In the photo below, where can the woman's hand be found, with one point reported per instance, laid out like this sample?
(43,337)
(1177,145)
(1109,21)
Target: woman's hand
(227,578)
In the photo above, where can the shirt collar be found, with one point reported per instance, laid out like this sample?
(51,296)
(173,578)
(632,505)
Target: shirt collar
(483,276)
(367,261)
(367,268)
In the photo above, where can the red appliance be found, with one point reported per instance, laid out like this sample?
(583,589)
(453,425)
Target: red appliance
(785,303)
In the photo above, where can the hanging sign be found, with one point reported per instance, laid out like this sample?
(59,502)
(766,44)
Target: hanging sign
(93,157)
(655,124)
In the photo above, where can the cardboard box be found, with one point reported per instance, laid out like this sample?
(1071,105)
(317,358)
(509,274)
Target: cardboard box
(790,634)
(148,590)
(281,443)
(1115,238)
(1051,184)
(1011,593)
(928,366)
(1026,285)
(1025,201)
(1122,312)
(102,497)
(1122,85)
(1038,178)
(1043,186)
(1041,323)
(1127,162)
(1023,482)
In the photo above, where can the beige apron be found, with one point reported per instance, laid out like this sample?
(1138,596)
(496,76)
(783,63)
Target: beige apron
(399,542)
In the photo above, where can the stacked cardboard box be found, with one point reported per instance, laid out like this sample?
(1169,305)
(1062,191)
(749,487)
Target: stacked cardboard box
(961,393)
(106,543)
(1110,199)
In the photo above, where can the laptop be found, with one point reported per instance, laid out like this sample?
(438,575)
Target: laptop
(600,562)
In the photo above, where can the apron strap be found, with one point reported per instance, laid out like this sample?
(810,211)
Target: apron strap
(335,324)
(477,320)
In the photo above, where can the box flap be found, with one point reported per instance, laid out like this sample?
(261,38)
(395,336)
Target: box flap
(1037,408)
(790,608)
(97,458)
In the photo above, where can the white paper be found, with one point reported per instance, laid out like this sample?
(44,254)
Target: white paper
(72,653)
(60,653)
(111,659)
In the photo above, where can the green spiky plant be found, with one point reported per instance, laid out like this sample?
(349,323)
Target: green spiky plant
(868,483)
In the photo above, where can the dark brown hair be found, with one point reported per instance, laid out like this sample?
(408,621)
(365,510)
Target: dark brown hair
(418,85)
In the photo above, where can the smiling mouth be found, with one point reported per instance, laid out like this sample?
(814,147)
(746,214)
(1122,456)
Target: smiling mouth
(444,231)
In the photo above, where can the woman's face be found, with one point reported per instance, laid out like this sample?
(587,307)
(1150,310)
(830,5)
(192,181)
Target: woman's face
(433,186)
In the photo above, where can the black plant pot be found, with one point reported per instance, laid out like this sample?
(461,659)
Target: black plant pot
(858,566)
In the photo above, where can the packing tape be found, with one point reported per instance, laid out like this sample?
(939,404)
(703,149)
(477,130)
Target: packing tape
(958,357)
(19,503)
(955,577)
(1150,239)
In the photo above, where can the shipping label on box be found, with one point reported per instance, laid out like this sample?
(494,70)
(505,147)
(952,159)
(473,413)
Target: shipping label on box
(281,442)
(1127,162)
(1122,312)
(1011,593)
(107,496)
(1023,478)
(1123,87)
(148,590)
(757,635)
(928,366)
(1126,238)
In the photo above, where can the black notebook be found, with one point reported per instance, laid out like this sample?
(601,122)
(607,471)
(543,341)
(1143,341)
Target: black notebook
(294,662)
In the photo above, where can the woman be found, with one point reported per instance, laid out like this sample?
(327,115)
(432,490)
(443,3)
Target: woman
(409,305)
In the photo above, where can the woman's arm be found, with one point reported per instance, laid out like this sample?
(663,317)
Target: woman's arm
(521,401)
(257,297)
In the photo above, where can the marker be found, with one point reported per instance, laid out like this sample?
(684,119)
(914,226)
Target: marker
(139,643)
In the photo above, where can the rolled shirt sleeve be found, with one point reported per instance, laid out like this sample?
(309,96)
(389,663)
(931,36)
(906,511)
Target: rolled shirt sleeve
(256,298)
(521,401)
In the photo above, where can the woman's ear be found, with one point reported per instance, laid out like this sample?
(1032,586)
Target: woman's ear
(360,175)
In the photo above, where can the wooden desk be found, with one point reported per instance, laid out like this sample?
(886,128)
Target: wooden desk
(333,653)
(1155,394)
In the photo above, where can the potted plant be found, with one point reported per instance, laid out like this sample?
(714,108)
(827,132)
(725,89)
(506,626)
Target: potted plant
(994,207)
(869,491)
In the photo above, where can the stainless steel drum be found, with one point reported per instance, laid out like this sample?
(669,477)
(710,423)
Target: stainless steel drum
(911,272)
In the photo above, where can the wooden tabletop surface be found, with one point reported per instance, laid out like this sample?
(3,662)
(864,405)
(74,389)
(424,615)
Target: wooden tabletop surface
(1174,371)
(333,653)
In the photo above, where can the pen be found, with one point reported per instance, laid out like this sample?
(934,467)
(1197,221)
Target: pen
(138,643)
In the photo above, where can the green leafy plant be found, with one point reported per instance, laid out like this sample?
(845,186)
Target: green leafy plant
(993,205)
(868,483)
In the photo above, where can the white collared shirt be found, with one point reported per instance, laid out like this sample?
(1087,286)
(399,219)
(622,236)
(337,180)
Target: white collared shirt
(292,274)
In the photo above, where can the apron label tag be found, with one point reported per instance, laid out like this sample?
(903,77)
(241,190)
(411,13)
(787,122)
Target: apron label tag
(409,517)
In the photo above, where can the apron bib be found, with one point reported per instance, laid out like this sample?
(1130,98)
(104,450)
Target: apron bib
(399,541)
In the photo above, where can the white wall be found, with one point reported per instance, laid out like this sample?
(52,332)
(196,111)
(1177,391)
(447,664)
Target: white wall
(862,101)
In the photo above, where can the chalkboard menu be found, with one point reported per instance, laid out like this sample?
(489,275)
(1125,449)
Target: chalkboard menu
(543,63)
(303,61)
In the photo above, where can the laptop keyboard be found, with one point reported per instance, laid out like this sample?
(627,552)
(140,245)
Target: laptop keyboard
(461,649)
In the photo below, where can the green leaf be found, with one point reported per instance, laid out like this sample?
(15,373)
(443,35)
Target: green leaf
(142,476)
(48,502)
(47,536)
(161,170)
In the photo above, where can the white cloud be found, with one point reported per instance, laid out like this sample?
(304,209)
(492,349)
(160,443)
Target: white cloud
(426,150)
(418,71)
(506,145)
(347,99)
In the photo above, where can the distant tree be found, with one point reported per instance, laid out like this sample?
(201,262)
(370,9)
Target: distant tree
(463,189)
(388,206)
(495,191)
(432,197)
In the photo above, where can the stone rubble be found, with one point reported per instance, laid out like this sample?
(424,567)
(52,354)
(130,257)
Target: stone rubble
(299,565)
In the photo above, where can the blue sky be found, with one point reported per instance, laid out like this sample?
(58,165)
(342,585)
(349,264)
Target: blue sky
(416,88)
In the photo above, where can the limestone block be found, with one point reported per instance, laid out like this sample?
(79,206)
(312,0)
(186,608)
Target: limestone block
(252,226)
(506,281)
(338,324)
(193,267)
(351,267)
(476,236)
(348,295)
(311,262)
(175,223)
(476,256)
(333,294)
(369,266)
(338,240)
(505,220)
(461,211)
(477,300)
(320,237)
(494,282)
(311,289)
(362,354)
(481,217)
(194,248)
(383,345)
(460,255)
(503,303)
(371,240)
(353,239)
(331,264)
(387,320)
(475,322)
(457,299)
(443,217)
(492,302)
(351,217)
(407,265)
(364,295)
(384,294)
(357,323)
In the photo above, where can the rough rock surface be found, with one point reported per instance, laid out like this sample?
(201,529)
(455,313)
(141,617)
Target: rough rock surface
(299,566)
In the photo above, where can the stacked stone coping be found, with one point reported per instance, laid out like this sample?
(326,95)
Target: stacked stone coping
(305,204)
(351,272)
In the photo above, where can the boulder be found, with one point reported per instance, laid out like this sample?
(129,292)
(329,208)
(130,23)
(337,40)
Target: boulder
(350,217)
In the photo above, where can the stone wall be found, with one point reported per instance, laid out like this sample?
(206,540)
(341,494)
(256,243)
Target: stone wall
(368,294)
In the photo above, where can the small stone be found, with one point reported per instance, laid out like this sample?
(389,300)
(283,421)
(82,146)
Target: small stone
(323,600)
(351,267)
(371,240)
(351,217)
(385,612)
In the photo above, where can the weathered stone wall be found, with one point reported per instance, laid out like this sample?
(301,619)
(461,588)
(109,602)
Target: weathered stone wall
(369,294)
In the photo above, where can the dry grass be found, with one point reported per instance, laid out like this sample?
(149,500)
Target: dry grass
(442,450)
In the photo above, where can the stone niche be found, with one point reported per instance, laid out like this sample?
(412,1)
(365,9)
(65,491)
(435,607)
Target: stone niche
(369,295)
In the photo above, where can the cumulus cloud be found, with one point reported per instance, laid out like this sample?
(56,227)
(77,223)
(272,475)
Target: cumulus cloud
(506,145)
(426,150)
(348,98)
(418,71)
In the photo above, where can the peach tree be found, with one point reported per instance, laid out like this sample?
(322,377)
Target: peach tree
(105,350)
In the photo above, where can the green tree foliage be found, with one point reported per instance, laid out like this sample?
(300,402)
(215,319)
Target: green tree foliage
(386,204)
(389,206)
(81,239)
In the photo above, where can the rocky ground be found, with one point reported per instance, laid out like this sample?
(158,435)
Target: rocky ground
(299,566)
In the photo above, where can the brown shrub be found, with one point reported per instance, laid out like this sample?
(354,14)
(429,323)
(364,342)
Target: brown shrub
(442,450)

**AIM OF THE EXERCISE:**
Everything from the line containing "In the photo above, where can the small" to the last line of the entries above should be quoted exactly, and only that.

**SOLUTION BELOW:**
In the photo above, where can the small stone be found, with one point reported per instance, laid out like this sample?
(389,300)
(283,421)
(82,146)
Target: small stone
(323,600)
(351,267)
(371,240)
(351,217)
(385,612)
In the photo above, where can the weathered stone wall be found, with one point reported per instance, laid out like this sample?
(301,619)
(461,588)
(109,602)
Target: weathered stone wall
(369,294)
In the photo above, where can the dry grass be found, with one point reported per instance, laid out like this sample?
(149,500)
Target: dry grass
(442,450)
In the photo above, where can the stone niche be found, with one point reported per instance, laid out like this sample?
(412,1)
(365,9)
(65,491)
(435,607)
Target: stone niche
(369,295)
In the photo above, where can the cumulus cloud be found, with one point reported per instance, laid out like this sample?
(56,227)
(77,223)
(272,475)
Target: cumulus cloud
(506,145)
(426,150)
(348,98)
(418,71)
In the photo above, where can the peach tree be found, with one point reported per instance, laid out like this sample?
(322,377)
Target: peach tree
(105,350)
In the photo above, where can the green tree foliage be found, with one point reported per instance, laid out like this sample?
(300,402)
(215,319)
Target: green tree foliage
(386,204)
(389,206)
(81,239)
In the photo above, where can the rocky ground be found, with one point reported per instance, laid out like this sample?
(158,435)
Target: rocky ground
(299,566)
In the photo above, where can the brown shrub be found, with one point reported per instance, laid out like this sample?
(354,14)
(429,323)
(364,342)
Target: brown shrub
(442,450)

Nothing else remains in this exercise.